Dataset rows showing where objects appear
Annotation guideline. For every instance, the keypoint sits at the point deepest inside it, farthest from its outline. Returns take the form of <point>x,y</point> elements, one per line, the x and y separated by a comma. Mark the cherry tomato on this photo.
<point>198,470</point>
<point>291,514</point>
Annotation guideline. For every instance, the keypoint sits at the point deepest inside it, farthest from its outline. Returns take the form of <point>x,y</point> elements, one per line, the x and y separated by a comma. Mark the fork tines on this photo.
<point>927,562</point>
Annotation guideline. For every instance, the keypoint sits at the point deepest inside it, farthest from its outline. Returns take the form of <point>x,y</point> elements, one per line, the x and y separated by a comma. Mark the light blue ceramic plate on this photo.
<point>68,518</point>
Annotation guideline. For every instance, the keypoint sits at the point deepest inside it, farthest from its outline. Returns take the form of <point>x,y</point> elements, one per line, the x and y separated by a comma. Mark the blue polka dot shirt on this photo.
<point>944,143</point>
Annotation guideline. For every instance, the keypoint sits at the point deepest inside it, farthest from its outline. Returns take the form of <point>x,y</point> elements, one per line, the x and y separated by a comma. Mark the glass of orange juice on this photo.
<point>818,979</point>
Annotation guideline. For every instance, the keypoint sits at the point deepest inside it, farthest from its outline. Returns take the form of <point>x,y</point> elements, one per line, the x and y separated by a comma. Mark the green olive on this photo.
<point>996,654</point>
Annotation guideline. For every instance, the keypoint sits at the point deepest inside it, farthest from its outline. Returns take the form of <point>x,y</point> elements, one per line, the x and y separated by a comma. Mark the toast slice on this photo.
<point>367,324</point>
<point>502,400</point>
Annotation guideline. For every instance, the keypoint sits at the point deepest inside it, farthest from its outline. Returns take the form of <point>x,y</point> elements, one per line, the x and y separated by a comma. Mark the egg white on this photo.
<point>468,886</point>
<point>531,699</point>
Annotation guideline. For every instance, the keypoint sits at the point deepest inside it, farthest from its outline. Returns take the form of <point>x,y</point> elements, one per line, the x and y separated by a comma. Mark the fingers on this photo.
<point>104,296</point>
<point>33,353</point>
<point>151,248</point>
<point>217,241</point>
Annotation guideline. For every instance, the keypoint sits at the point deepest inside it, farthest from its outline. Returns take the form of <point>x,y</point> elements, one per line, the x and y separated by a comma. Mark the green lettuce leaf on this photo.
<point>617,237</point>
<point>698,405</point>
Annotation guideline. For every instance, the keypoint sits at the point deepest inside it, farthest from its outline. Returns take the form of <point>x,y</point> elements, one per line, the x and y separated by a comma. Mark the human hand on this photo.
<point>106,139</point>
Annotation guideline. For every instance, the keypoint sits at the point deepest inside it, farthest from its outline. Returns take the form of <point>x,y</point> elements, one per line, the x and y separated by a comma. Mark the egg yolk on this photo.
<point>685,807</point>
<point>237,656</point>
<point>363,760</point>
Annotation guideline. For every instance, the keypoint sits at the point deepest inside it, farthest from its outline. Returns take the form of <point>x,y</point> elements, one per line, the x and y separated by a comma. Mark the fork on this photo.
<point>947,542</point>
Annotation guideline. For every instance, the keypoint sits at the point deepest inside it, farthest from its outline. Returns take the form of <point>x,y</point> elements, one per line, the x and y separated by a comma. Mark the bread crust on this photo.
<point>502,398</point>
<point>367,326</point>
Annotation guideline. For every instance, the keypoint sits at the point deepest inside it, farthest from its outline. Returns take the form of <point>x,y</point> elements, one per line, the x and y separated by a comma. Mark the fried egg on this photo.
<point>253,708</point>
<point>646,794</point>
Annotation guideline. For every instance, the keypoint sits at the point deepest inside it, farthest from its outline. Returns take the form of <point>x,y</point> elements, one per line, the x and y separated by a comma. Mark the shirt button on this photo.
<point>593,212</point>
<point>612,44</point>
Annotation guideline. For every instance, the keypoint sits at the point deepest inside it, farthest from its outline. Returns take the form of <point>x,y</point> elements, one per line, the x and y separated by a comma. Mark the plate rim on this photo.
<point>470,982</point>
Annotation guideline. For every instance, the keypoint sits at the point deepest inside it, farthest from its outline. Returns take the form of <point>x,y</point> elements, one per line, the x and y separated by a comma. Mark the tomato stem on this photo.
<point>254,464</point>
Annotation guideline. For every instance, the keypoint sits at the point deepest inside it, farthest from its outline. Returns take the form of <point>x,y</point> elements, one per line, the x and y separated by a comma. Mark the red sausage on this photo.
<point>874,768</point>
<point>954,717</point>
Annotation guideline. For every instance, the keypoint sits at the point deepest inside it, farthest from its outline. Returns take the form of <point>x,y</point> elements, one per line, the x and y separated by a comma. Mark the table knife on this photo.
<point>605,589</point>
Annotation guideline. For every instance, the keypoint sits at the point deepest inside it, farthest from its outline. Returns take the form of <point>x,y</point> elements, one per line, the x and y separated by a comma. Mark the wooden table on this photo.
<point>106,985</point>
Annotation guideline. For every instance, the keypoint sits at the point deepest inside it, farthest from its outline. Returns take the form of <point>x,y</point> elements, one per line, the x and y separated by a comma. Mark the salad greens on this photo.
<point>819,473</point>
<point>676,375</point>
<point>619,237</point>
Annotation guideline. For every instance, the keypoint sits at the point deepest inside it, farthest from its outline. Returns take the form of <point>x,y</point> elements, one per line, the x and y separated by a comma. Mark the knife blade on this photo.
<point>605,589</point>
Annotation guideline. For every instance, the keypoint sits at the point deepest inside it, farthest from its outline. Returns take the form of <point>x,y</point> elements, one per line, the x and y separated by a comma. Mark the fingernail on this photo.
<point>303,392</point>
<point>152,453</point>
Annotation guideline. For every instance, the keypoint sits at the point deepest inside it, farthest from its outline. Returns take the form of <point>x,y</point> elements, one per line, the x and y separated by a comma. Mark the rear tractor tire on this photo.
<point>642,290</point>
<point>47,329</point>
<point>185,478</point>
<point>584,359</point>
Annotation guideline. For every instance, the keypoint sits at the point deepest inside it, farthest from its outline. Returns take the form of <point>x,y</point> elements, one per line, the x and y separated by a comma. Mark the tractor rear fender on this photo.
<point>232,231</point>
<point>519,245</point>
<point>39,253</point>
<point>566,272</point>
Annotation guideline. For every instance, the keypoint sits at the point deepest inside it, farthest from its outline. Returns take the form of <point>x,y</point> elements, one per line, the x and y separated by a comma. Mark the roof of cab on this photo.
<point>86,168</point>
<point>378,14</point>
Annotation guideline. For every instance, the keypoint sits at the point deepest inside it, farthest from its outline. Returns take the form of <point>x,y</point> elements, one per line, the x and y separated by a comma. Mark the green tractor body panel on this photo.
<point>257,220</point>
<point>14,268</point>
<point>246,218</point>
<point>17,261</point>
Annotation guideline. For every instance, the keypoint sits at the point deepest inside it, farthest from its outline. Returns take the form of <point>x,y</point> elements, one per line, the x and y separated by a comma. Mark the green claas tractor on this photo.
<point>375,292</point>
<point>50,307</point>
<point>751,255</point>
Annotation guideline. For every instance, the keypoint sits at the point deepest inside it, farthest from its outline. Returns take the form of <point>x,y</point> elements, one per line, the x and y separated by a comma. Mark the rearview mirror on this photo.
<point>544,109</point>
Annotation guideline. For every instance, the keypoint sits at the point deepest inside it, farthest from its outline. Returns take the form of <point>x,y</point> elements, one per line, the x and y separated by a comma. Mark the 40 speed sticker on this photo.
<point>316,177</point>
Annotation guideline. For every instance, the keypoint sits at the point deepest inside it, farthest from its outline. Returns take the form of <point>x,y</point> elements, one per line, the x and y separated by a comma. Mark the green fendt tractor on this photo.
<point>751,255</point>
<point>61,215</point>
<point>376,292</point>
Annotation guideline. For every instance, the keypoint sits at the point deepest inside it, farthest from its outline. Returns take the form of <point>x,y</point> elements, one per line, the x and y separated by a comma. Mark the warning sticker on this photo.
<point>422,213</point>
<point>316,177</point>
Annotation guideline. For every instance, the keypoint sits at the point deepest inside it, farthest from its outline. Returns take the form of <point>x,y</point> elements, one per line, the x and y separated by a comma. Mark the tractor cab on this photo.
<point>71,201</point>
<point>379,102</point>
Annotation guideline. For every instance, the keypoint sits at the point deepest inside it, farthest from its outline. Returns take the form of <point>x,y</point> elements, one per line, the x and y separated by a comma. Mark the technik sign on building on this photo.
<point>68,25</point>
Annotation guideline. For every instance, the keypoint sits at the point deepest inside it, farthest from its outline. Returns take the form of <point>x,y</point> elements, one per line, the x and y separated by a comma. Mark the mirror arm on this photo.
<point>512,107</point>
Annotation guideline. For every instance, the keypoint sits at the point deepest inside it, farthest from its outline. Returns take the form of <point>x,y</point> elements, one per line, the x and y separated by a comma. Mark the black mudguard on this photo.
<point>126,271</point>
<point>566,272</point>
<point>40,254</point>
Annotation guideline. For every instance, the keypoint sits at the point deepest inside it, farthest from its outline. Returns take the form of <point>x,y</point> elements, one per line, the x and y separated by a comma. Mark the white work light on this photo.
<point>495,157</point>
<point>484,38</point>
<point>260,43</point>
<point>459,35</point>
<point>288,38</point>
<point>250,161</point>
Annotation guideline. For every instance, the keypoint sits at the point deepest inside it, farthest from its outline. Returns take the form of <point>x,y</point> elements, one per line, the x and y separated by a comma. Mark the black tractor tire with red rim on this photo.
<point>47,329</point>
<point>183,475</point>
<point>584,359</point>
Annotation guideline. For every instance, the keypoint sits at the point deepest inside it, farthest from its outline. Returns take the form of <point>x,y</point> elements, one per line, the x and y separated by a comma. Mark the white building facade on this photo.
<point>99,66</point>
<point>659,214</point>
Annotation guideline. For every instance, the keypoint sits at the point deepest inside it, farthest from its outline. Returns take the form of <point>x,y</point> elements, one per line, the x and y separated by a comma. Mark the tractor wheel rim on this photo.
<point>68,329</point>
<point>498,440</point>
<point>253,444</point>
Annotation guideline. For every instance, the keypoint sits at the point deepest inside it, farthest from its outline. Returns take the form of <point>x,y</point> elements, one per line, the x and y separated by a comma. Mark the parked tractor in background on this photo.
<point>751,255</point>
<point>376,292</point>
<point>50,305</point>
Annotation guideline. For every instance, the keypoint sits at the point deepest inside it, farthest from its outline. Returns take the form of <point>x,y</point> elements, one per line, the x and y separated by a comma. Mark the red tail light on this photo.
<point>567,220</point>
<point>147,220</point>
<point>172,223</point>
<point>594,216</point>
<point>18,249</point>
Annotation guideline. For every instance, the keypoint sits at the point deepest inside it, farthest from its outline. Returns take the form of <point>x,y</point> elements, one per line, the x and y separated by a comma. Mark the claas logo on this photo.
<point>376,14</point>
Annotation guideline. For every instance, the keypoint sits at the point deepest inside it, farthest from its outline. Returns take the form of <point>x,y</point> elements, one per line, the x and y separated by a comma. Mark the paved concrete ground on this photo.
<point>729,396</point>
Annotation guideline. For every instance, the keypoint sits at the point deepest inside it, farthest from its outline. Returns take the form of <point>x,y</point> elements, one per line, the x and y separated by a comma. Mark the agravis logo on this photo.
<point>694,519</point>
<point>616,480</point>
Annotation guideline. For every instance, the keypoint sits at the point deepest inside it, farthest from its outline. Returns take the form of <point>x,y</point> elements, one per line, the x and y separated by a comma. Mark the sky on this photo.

→ **Task statement**:
Reproduce the records from the line containing "claas logo on this photo." through the line containing "<point>376,14</point>", keeping the request lines as they are and adding -18 to every coordinate in the answers.

→ **Result**:
Annotation guideline. For every instance, the keypoint sits at the point deepest inside it, farthest from its outline. Returns take the form of <point>x,y</point> elements, one per line, the x and y separated by a comma. Mark the claas logo on this photo.
<point>358,-4</point>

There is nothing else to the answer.